- [Required action]: The answer must be the complete listing, copied exactly.

+ + + + + + +

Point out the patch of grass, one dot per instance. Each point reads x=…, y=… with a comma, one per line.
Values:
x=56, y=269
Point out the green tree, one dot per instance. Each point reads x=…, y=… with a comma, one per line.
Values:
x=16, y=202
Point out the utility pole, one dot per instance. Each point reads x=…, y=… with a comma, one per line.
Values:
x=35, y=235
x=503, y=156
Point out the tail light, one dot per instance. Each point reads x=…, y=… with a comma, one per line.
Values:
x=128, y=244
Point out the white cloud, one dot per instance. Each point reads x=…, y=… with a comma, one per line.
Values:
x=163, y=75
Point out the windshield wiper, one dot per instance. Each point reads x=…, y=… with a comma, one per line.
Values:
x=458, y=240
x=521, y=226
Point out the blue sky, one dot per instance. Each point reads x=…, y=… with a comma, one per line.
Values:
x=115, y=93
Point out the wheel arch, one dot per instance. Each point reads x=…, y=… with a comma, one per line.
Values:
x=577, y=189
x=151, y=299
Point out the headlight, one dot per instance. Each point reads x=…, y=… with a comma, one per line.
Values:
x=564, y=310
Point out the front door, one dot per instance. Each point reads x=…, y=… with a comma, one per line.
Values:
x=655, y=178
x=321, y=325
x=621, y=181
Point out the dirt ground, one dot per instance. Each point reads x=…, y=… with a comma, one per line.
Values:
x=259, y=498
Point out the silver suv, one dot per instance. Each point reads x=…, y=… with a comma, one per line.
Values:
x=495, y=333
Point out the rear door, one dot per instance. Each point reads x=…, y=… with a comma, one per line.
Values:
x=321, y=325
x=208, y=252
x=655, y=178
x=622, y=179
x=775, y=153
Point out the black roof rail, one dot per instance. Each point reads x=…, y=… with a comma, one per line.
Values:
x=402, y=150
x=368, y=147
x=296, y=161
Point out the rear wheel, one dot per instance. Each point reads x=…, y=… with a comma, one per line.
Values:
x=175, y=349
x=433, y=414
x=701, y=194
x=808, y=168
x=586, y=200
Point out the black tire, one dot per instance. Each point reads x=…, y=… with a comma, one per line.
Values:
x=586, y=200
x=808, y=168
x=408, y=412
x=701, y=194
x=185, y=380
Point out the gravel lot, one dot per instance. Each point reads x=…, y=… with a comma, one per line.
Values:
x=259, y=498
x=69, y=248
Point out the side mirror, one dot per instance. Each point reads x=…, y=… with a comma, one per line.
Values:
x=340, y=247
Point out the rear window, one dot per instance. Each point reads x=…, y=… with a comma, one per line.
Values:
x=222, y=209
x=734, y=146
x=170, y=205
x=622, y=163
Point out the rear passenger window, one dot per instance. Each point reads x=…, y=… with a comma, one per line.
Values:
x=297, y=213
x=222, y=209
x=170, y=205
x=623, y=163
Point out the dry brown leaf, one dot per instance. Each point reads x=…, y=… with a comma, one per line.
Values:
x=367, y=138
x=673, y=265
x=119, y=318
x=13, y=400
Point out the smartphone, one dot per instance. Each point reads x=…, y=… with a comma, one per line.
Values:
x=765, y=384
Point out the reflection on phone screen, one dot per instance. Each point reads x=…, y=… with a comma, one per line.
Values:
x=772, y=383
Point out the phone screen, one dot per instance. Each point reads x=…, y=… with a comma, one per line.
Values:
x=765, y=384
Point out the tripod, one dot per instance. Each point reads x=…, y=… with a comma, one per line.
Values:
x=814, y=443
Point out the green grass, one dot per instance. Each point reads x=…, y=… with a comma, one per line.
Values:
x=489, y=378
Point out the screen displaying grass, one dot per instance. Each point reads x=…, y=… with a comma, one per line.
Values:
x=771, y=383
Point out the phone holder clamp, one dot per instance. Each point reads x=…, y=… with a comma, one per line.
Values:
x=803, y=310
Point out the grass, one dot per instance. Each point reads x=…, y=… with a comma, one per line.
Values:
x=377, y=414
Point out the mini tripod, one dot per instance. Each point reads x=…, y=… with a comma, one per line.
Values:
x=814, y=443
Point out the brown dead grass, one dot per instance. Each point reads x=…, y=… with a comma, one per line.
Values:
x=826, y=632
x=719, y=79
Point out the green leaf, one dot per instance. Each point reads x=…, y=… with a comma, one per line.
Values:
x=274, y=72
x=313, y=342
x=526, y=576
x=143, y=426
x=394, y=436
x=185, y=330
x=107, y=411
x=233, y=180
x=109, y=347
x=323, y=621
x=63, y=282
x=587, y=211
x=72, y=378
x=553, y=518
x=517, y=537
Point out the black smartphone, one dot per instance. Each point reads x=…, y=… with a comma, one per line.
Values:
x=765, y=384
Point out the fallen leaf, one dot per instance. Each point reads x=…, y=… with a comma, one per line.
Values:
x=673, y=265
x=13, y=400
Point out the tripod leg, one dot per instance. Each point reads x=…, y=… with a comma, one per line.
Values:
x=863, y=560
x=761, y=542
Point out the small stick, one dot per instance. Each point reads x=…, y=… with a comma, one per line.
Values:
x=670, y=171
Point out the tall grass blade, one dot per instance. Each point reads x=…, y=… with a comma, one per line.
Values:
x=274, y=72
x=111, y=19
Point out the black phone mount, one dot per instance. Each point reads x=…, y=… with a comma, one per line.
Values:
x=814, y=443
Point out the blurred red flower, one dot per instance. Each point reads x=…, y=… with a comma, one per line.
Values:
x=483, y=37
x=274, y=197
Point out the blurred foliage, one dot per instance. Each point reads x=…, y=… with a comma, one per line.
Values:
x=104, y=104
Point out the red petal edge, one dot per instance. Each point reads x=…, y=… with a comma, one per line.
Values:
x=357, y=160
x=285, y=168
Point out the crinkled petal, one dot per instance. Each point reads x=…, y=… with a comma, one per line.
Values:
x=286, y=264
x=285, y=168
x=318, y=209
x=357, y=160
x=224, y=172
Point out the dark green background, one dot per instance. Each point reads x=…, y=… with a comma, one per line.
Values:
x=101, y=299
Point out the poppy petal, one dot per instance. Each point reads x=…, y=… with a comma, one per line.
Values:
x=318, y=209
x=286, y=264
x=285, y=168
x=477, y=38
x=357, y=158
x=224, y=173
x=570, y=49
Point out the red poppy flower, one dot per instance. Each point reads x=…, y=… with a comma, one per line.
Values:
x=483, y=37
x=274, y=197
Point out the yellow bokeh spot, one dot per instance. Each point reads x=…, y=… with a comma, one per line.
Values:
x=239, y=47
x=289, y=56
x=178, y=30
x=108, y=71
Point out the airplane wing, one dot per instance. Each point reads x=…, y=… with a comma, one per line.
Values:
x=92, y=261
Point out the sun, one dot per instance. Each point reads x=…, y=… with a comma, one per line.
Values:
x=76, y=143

+ + + + + + +

- [Exercise solution]:
Point out the patch of grass, one dot per instance. Each point reads x=…, y=… with a comma, one per line.
Values:
x=56, y=269
Point out the green tree, one dot per instance. Each point reads x=…, y=… with a comma, one per line.
Values:
x=16, y=202
Point out the utility pole, one dot per instance. Each point reads x=…, y=… with a comma, one per line.
Values:
x=35, y=235
x=503, y=156
Point out the tail light, one dot per instance. Each point reads x=…, y=… with a comma, one per line.
Values:
x=128, y=244
Point out the white cloud, one dot per instance. Each point reads x=…, y=… with a comma, one per line.
Values:
x=163, y=75
Point out the windshield wiper, one dot per instance. Each point reads x=…, y=… with a comma, one per line.
Values:
x=458, y=240
x=521, y=226
Point out the blue sky, one dot per instance. Each point reads x=…, y=… with a comma, one per line.
Values:
x=115, y=93
Point out the wheel arch, one dot per instance. Each point reads x=…, y=… with a comma, one per line.
Values:
x=577, y=189
x=151, y=299
Point out the headlight, one dot per instance. Each point reads x=…, y=… with a comma, one per line.
Values:
x=564, y=310
Point out the front door, one dot per instance. Each point reads x=…, y=… with a comma, one per line.
Values:
x=655, y=178
x=321, y=325
x=621, y=181
Point out the dirt ground, one dot per instance. Each point reads x=…, y=… with a comma, one per line.
Values:
x=259, y=498
Point out the silver suv, one dot per instance. Each point reads x=…, y=… with a comma, one per line.
Values:
x=495, y=333
Point out the rear door, one dot per instance. Each point reads x=…, y=… with a comma, one per line.
Values:
x=321, y=325
x=208, y=252
x=655, y=178
x=622, y=179
x=775, y=153
Point out the black roof rail, one dot per instance. Each point reads x=…, y=… with a comma, one per line.
Values:
x=402, y=150
x=368, y=147
x=296, y=161
Point out the rear wheel, one dot per instance. Each point reads x=…, y=… with a comma, one per line.
Values:
x=175, y=349
x=433, y=414
x=701, y=194
x=808, y=168
x=586, y=200
Point out the black tire, one dot per instance. Each point reads x=…, y=… with a comma, one per line.
Values:
x=586, y=200
x=808, y=168
x=408, y=412
x=701, y=194
x=185, y=380
Point out the gravel lot, one dot per instance. Each point reads x=…, y=… with a comma, one per line.
Values:
x=259, y=498
x=69, y=248
Point out the side mirror, one dot per instance. Each point reads x=…, y=… with a comma, one per line.
Values:
x=340, y=247
Point out the rear window, one dot per instance. Each point reads x=…, y=… with a comma, one per line.
Values:
x=222, y=209
x=734, y=146
x=170, y=205
x=622, y=163
Point out the rear passenger window, one dot per instance. Each point reads x=…, y=… with a comma, one per line.
Values:
x=297, y=213
x=222, y=209
x=170, y=205
x=623, y=163
Point out the dry brown leaf, one dot per instance. Each point reads x=…, y=… with a comma, one per line.
Values:
x=367, y=138
x=673, y=265
x=119, y=318
x=13, y=400
Point out the smartphone, one dot per instance. Each point reads x=…, y=… with a comma, one per line.
Values:
x=765, y=384
Point out the reflection on phone screen, one dot per instance. Each point reads x=…, y=… with a comma, one per line.
Values:
x=772, y=383
Point out the phone screen, one dot per instance. Each point reads x=…, y=… with a comma, one per line.
Values:
x=765, y=384
Point out the tripod, one dot per instance. Each point reads x=…, y=… with a comma, one per line.
Values:
x=814, y=443
Point out the green grass, one dot per instance. Each point reads x=…, y=… with a comma, one per line.
Values:
x=489, y=378
Point out the screen displaying grass, one dot per instance. Each point reads x=…, y=… with a comma, one per line.
Values:
x=771, y=383
Point out the phone holder clamp, one dot per instance. Each point reads x=…, y=… with a comma, one per line.
Values:
x=803, y=310
Point out the grass, one dot per instance. Each point reads x=…, y=… with a comma, one per line.
Values:
x=377, y=414
Point out the mini tripod, one dot per instance. Each point reads x=…, y=… with a comma, one per line.
Values:
x=814, y=443
Point out the brown dead grass, one dot per instance. Each point reads x=…, y=… with a comma, one per line.
Values:
x=826, y=632
x=719, y=79
Point out the green leaf, one dot per instance. Each point reads x=…, y=… with a comma, one per line.
Values:
x=274, y=72
x=313, y=342
x=526, y=576
x=143, y=426
x=394, y=436
x=185, y=330
x=107, y=411
x=233, y=180
x=109, y=347
x=323, y=621
x=63, y=282
x=587, y=211
x=72, y=378
x=553, y=518
x=517, y=537
Point out the black smartphone, one dot per instance. Each point reads x=…, y=… with a comma, one per line.
Values:
x=765, y=384
Point out the fallen leaf, one dot per instance. Each point reads x=…, y=… with a comma, one per line.
Values:
x=673, y=265
x=13, y=400
Point out the tripod leg, one dot per instance. Each point reads x=…, y=… with a comma, one per line.
Values:
x=863, y=560
x=761, y=542
Point out the small stick, one dot per instance. Each point reads x=…, y=… with a comma, one per line.
Values:
x=670, y=171
Point out the tall grass blade, one dot per instance. Each point reads x=…, y=… with a comma, one per line.
Values:
x=274, y=72
x=111, y=19
Point out the black phone mount, one dot per instance. Each point reads x=…, y=… with a comma, one per line.
Values:
x=814, y=443
Point out the blurred red flower, one dot per instance. Each point reads x=…, y=… with a comma, one per line.
Values:
x=483, y=37
x=274, y=197
Point out the blurred foliage, one dot per instance. Each point reads x=…, y=… with a comma, one per line.
Values:
x=104, y=104
Point out the red petal edge, one dot per instance. Each point reads x=…, y=… with a comma, one per line.
Values:
x=357, y=160
x=285, y=168
Point out the crinkled petal, one dot per instance. Each point reads x=…, y=… with a comma, one per line.
Values:
x=286, y=264
x=285, y=168
x=318, y=209
x=357, y=160
x=224, y=172
Point out the dark green background, one dot per instance. Each point reads x=…, y=… with a comma, one per line.
Values:
x=101, y=299
Point out the poppy petal, one dot per instance. Each point reads x=…, y=… with a comma, one per line.
Values:
x=318, y=209
x=286, y=264
x=285, y=168
x=477, y=38
x=357, y=158
x=224, y=173
x=570, y=49
Point out the red poppy flower, one dot per instance. Each point reads x=…, y=… with a comma, one per line.
Values:
x=483, y=37
x=274, y=197
Point out the yellow bokeh spot, one dot per instance. Each point reads x=…, y=… with a comma, one per line.
Values:
x=239, y=47
x=289, y=56
x=178, y=30
x=108, y=71
Point out the airplane wing, one dot per instance. Each point reads x=…, y=… with a comma, one per line.
Values:
x=92, y=261
Point out the sun, one dot per instance. Each point reads x=…, y=… with a comma, one per line.
Values:
x=76, y=143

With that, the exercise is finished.